(2022) 1 hour, 26 minutes

Produced and directed by Paula Eieselt and Tonya Lewis Lee

Sundance Special Jury Award, 2022

Aftershock Hulu cover

In October 2019, 30-year-old Shamony Gibson tragically died 13 days following the birth of her son. Two months later two filmmakers began recording the lives of Shamony’s heartbroken mother, Shawnee Benton Gibson, and her bereaved partner, Omari Maynard, as they began to process what happened and tried to adjust to their new normal.

In April 2020, 26-year-old Amber Rose Isaac died during an emergency C-section, a much riskier procedure than a vaginal delivery. Within weeks of Amber’s death, Omari reached out to Amber’s surviving partner Bruce McIntyre and a lifelong bond was formed. With their families and community by their side, Omari and Bruce began the fight for justice for their partners while caring for their children as newly single parents.

That’s the backstory for Aftershock, the Sundance audience-award winning documentary by Paula Eiselt and Tonya Lewis Lee chronicling the two families’ justice seeking journey. Along the way they become ardent maternal health activists, employing a variety of strategies: from legislation and medical accountability, to the power of community, and the power of art. Aftershock introduces viewers to a myriad of people touched by Black maternal death, including a growing brotherhood of surviving Black fathers, and midwives and physicians on the ground agitating for institutional reform. Through their collective journeys, viewers find themselves on the front lines of the growing birth justice movement that is demanding systemic change within both the medical system and the government.

In the United States, maternal mortality rates for Black women are several times higher than rates for white women. Aftershock explores why so many Black women are dying— and what happens to the families they leave behind. Eiselt and Lewis Lee tell their story free from the clutter of statistics, even as important—and damning—as the statistics around Black maternal health are. “When Tonya and I sat down, we decided first and foremost, this needs to be a human story,” Eiselt said in an interview with Salon’s Melanie McFarland.

person speaking into a microphone in front of protest sign

While Aftershock follows the stories of the Shamony Gibson’s and Amber Rose Isaac’s deaths, it also celebrates their lives and legacies, recognizing that they were more than faceless names on a hospital form.

In October 2019, after the birth of her second child, Shamony started experiencing sharp chest pains. But when she went to the hospital, doctors kept asking if she was on drugs. Medical professionals continuously dismissed her concerns until it was too late; she died from a pulmonary embolism.

In a chilling distillation of the plight of pregnant mothers of color, Black mother Felicia Ellis says in the film, “A Black woman having a baby is like a Black man at a traffic stop with the police.”

— Information shown —
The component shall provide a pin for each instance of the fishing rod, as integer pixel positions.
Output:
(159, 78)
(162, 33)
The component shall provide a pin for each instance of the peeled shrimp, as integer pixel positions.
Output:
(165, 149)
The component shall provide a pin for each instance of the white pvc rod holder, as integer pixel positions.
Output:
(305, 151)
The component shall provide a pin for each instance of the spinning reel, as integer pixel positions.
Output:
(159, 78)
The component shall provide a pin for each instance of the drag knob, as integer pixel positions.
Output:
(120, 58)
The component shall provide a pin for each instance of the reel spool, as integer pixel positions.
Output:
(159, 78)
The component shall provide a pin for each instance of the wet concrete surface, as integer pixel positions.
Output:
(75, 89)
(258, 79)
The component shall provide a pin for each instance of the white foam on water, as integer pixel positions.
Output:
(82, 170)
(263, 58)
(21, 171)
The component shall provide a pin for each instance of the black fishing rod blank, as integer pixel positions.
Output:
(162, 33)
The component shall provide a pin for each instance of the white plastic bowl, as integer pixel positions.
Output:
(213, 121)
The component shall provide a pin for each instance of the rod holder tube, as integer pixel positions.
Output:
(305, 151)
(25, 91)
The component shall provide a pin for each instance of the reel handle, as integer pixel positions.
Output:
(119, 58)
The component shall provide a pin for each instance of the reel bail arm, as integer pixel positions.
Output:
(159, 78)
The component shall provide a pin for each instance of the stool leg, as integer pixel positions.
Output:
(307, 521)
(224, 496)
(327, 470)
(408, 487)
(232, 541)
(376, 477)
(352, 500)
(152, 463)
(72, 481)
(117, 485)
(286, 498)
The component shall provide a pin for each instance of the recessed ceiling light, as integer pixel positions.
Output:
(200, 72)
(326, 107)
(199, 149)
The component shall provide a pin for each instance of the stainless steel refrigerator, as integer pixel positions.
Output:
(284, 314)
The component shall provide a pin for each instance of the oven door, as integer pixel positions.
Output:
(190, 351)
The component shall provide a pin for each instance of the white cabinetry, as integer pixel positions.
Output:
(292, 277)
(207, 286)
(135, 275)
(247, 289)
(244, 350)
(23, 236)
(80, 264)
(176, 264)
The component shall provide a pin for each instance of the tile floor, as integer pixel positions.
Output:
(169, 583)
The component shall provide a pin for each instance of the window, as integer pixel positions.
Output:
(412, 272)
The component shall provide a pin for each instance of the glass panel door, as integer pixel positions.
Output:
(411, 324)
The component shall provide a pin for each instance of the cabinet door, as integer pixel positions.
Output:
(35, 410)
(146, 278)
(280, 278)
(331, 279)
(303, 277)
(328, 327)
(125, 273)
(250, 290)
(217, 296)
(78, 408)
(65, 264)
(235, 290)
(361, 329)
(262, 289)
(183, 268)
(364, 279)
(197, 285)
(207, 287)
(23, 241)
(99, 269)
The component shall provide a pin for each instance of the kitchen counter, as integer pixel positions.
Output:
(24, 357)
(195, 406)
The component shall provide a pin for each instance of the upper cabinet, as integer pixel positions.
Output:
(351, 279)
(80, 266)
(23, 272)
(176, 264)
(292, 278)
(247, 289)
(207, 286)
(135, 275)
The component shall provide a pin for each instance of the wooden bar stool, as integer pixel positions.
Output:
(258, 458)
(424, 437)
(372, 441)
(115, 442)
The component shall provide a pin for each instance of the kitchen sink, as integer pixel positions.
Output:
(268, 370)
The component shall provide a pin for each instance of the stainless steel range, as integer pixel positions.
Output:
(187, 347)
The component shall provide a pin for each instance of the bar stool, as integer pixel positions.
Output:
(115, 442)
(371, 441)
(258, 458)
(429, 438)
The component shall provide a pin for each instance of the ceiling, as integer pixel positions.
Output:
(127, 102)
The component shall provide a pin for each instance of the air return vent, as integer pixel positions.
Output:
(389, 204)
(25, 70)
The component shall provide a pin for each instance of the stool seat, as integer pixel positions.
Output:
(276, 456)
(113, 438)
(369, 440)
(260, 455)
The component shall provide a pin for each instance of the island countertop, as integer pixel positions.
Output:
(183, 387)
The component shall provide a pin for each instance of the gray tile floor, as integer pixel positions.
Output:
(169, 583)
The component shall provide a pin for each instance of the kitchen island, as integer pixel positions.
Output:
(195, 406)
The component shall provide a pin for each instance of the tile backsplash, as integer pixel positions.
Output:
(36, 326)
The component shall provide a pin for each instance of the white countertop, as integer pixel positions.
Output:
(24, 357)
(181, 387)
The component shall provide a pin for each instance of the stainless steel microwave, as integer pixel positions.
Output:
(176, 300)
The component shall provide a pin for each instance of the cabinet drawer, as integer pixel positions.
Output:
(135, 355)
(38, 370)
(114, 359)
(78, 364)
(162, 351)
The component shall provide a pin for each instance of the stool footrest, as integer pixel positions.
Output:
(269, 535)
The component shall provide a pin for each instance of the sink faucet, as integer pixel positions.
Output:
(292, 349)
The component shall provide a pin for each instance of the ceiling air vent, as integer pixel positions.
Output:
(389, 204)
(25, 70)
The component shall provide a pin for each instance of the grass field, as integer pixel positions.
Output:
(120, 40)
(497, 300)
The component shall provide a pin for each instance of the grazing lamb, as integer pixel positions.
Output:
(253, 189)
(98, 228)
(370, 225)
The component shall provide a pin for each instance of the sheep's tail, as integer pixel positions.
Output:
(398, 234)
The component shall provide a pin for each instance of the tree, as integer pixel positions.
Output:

— What you should do —
Write the next part of the piece about the documentary Aftershock, starting right after the Felicia Ellis quote that ends it.

— Response to the task —
In discussing the fraught conditions facing Black mothers, the film’s codirector Eiselt pointed to the deficiencies in how birth happens in this country. “The US birthing system—and our maternal health system—are like no other country. We’re the only country in the industrialized world that does not have midwives integrated into our system, and our rates correlate to that. The other countries that have midwives, their mortality rates are much, much lower,” she noted.

We learn in the film that despite their grief, Shamony’s mother, Shawnee, and her partner, Omari Maynard, decided to hold a celebration of Shamony’s life. They called it “Aftershock,” which became the name of the documentary.

After telling the women’s story, the focus shifts to the fathers left behind: Maynard and McIntyre. Out of their grief and commitment to fight for Black maternal health, the single fathers began creating a community for fathers to talk about their loss, channeling their grief into activism.

Maynard paints portraits of mothers who have died; he is also the founder of the ARIAH Foundation, which advocates for the advancement of reproductive innovation through artistry and healing. McIntyre, founder of the saveARose Foundation, turned toward legislation. He is working to bring a birthing center to the Bronx and promoting the work of midwives and doulas, among other activities.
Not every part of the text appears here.